Document segment:
_ _ _ _ _
# What do you do for Christmas



## omostra06 (Sep 11, 2007)

What do you do for Christmas?

Just thought it may be interesting to see what we have planned for Christmas, Do you spend the time with family and friends, or are you planning to go away this year?

Where will you be? 

Whats traditional in your family, do you have something that you do every year?


----------



## siobhanwf (Mar 20, 2009)

Christmas in my own home.
Having spent many years travelling the world and being away for Christmas that is a must.
We are both Christmas nuts so when we were house hunting the first thought was "will the lounge take our 8' high (5' diameter) Christmas tree"?
Roast capon on the menu.
The last couple of years we have had our Christmas meal on December 27th. My son's new wife came with two children so the spend Christmas in Oxfordshire and then the children spend the rest of the time up to Jan 2nd with their Dad. Will and his wife fly down on the 27th.

We still have our Christmas Day lunch with friends.at our home.. generally a turkey crown.

We even have the roast parsnips...courtesy of the English shop at Tornada


----------



## omostra06 (Sep 11, 2007)

Sounds like a good day..


----------



## PETERFC (Apr 3, 2009)

Hi Derek

It's not about this Christmas that i am concerned about but next Christmas. next Chrstmas will be the first in my new home just outside of Gois. Next christmas i have a party to go to in TOMAR "i hope" Should this one prove a success.

I may have guest's as i amsure you have read my plans. It would be nice as it's my first Christmas to host a party in Gois for family and friends.

So it's next Christmas not this i am looking forward to.


----------



## omostra06 (Sep 11, 2007)

Hi Peter, this years party should be fun, there is about 75 people coming, so we should have a good night, Iam sure you will be at next years party.


----------



## PETERFC (Apr 3, 2009)

*Reply*

Yes


----------



## notlongnow (May 21, 2009)

My wife and I usually go on a whirlwind of family visits (family being both complex and geographically dispersed) - we try to get these out the way by Christmas Eve. Christmas Eve night is spent wrapping each others gifts (we try to go on a theme of something to read, something to do, something to play,something to eat etc..which can be done on whatever budget we happen to have!)

Then it's champagne and getting misty eyed watching the carols on TV.

Up early on Christmas day, just the two of us, pink champagne, open presents, phone / skype the family, smoked salmon and scrambled eggs. Get dressed, play with presents while the turkey cooks, eastenders, Christmas dinner, board games. Lots of being thankful, peace on earth etc. etc.

I hope that this Christmas will be like the one above, just being the first one here in Portugal, perhaps a little warmer than we are used to!

B


----------



## PETERFC (Apr 3, 2009)

*Reply*

For this job i didn't even get a mince pie.


----------



## siobhanwf (Mar 20, 2009)

I think your own beard is MUCH better Peter


----------



## PETERFC (Apr 3, 2009)

*Wifes job*

Hi All

My wife is coming with me after all. She has just started a part time job she is on the enclosed picture.

Peter


----------



## omostra06 (Sep 11, 2007)

she is looking good, has she lost some weight.....


----------
_ _ _ _ _
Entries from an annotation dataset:
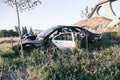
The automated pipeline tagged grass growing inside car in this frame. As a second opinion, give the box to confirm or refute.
[0,28,120,80]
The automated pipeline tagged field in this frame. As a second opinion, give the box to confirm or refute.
[0,27,120,80]
[0,37,19,51]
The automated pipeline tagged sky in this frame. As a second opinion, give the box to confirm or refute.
[0,0,120,30]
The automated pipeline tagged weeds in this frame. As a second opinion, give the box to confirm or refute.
[0,26,120,80]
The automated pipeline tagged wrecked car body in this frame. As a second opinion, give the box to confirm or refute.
[12,26,102,49]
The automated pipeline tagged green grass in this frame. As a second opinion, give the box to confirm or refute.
[0,29,120,80]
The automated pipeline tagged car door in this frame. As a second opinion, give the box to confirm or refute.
[52,32,75,49]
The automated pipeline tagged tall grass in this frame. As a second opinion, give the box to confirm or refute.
[0,28,120,80]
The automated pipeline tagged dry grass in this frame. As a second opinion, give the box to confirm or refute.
[0,37,19,51]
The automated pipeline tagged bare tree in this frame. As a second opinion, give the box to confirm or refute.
[3,0,41,59]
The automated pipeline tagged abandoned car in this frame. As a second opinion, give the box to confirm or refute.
[12,26,102,49]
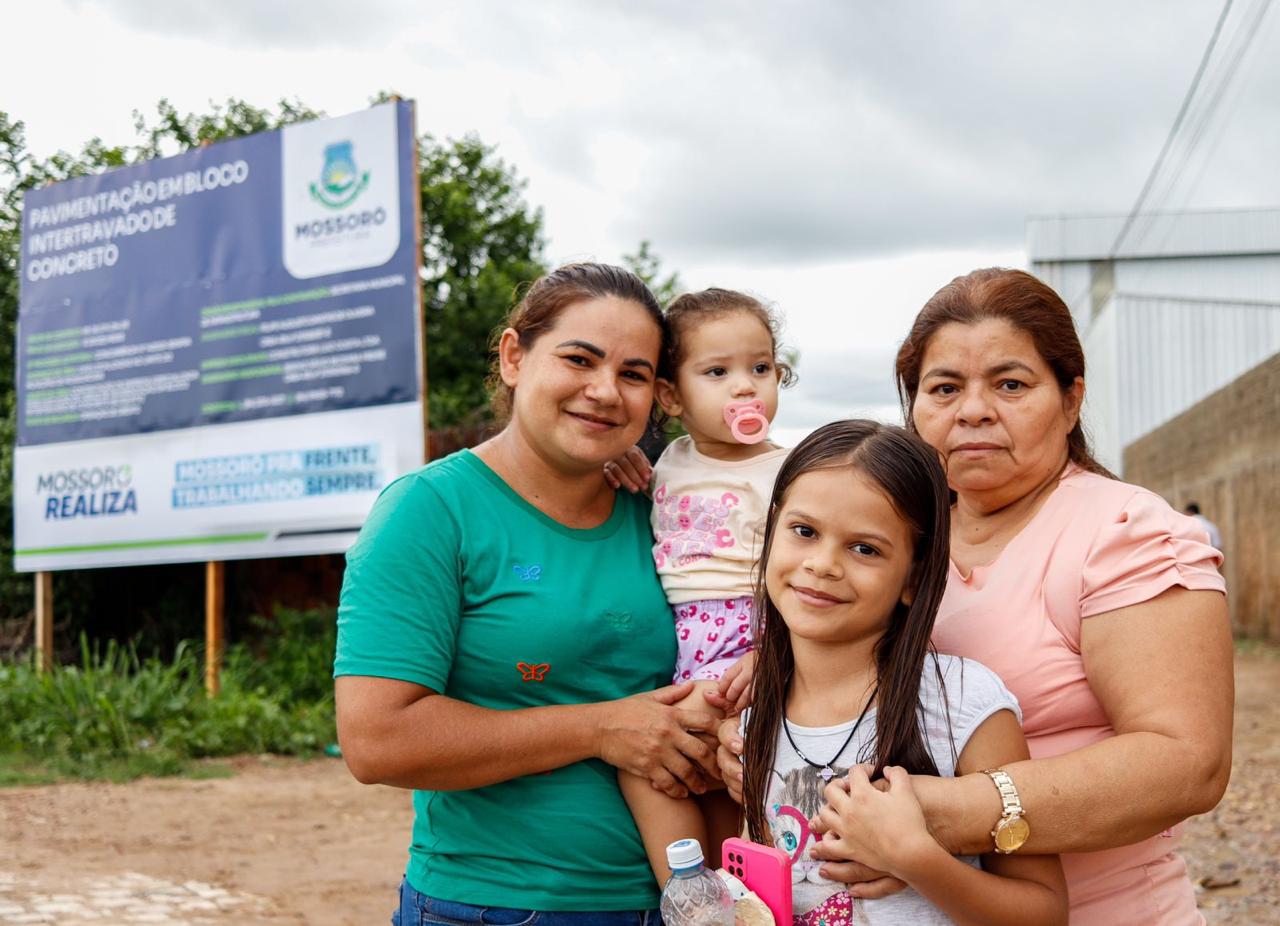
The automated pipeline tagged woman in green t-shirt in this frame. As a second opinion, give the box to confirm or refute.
[334,264,716,926]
_ _ _ _ _
What you are asked to do: Please quote the Christmas thread word for word, starting with "We are both" and going on through "a turkey crown.". These records have no connection to the Christmas thread.

Output of the exercise:
We are both Christmas nuts so when we were house hunting the first thought was "will the lounge take our 8' high (5' diameter) Christmas tree"?
Roast capon on the menu.
The last couple of years we have had our Christmas meal on December 27th. My son's new wife came with two children so the spend Christmas in Oxfordshire and then the children spend the rest of the time up to Jan 2nd with their Dad. Will and his wife fly down on the 27th.

We still have our Christmas Day lunch with friends.at our home.. generally a turkey crown.